Wschodni Uzbekistan, relacja z podróży
Wschodni Uzbekistan, relacja z podróży (na październik 2019)
Tekst i foto: Paweł Krzyk
Uzbekistan zobaczyłem po latach powtórnie. Dla mnie ten kraj jest największą perłą centralnej Azji, ze wspaniałymi zabytkami: Samarkandy, Buchary i Chiwy. Za Timurydów to była stolica świata, kiedy za wstęp do świętych miast niewiernych karano… śmiercią.
Obecnie postanowiłem przyjechać do wschodniego Uzbekistanu, aby odwiedzić, niejako przy okazji regiony wschodnie: Dolinę Fergańską i rejon Namanganu.
Z Kazachstanu wjechałem taksówką, po przekroczeniu pieszo granicy. Na starcie przypomniałem sobie przepyszne uzbeckie smakołyki z baraniny. Nie wszędzie potrafią to mięso pozbawić specyficznego zapachu.
Dolina Fergańska do duże płaskie miejsce otoczone górami. Znajduje się w tym rolniczym regionie kilka miast, a góry… są daleko, chyba, że przyjedzie się do doliny jadąc drogą przez przełęcz. Ja niestety przyleciałem, więc płowych grzbietów górskich nie pokażę- chyba, że z góry.
Odwiedziłem Muzeum regionalne (byle jakie) i obszedłem miasto w kilka godzin.
......
Jakich miast wspaniałe zabytki wymienia relacja z podróży po wschodnim Uzbekistanie? Podaj wszystkie.

(Fragment zestawienia)
......
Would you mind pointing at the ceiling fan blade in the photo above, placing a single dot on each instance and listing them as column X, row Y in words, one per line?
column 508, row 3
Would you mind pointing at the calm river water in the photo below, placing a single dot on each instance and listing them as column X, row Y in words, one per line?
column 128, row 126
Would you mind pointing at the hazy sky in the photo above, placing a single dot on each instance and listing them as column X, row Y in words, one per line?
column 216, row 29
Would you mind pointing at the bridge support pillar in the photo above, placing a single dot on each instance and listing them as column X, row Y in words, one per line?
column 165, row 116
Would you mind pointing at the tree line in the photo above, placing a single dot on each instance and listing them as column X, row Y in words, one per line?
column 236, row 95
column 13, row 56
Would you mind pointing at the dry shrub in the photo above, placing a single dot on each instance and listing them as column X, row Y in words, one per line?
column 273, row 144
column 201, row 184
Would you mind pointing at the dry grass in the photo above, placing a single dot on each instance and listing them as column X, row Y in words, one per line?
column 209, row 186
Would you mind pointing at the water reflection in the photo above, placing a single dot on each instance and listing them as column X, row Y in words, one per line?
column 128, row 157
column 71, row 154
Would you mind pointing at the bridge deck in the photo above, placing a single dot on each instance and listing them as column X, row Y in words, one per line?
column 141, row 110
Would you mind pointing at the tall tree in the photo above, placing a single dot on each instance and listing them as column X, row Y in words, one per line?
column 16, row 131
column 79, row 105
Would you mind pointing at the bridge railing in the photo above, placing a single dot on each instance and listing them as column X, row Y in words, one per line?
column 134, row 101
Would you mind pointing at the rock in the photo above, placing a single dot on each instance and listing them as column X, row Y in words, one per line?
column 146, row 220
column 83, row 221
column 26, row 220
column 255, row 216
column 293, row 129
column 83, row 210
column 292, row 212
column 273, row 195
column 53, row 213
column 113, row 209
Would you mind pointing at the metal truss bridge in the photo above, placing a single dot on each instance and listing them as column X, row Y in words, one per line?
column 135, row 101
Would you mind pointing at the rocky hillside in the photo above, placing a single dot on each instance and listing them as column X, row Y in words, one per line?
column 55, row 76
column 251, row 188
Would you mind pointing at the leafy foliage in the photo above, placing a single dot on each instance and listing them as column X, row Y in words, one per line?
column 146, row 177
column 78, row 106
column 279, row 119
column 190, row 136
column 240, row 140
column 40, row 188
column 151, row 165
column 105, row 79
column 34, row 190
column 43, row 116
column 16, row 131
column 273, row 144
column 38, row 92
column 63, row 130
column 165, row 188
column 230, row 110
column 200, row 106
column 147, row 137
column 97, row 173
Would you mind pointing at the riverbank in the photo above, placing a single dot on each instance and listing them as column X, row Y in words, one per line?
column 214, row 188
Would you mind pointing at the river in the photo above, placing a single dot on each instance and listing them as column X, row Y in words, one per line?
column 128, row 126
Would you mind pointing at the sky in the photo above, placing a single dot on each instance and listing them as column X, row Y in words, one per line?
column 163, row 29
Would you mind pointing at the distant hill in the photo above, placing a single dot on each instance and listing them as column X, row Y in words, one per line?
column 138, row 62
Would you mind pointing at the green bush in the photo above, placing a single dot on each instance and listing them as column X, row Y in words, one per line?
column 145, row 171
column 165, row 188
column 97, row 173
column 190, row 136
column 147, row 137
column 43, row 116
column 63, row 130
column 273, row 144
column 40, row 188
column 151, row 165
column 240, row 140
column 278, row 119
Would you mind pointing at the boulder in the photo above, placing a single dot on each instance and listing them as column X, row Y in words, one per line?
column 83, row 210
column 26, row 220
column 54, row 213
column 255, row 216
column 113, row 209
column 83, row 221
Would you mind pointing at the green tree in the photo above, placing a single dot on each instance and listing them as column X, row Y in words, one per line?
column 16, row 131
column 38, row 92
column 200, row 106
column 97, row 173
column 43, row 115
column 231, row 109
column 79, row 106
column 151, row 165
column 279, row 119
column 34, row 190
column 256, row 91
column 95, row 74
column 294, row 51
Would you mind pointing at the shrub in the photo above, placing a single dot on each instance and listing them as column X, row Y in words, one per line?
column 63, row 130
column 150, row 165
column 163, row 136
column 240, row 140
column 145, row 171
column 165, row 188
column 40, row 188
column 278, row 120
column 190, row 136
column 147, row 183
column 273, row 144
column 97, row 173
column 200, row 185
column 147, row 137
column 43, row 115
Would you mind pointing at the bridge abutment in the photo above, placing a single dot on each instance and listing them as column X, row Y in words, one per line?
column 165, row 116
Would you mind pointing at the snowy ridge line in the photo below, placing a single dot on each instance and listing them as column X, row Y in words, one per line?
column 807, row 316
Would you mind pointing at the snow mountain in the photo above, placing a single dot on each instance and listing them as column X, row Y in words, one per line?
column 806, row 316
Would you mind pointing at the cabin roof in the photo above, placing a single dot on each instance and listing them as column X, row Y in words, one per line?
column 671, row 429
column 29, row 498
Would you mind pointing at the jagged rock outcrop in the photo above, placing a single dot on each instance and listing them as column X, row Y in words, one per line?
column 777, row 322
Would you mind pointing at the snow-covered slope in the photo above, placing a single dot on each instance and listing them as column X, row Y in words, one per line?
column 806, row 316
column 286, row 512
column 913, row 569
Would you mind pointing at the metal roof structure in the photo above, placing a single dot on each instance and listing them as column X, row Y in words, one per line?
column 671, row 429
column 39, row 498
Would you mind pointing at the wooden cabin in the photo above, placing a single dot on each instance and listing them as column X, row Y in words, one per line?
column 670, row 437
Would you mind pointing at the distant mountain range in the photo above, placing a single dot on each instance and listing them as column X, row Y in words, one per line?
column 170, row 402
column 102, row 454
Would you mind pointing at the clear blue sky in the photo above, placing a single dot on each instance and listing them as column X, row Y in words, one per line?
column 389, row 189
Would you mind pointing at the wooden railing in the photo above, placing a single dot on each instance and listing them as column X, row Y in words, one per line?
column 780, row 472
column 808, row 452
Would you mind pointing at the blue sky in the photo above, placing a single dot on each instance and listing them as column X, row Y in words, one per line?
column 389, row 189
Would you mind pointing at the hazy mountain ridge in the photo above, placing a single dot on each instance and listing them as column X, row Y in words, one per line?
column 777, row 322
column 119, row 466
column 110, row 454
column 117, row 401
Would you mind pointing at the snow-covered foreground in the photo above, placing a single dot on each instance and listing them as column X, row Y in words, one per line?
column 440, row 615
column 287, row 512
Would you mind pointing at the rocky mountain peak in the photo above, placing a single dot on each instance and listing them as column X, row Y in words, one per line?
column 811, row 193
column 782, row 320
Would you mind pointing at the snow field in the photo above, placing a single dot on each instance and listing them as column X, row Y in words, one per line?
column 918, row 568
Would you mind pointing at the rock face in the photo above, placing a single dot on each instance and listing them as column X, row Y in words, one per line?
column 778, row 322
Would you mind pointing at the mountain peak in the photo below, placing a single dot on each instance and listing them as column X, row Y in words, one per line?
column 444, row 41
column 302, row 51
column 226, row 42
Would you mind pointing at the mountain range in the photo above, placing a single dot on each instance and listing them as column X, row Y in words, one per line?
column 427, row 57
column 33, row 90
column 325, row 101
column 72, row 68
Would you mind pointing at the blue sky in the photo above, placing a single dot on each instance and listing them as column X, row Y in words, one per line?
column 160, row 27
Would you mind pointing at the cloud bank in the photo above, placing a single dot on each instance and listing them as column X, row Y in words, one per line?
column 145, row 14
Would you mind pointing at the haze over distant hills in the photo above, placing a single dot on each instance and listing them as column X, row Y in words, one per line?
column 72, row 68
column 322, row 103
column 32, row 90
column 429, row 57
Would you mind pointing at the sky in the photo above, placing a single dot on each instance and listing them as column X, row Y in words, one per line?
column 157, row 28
......
| Pełna odpowiedź |
Samarkanda, Buchara, Chiwa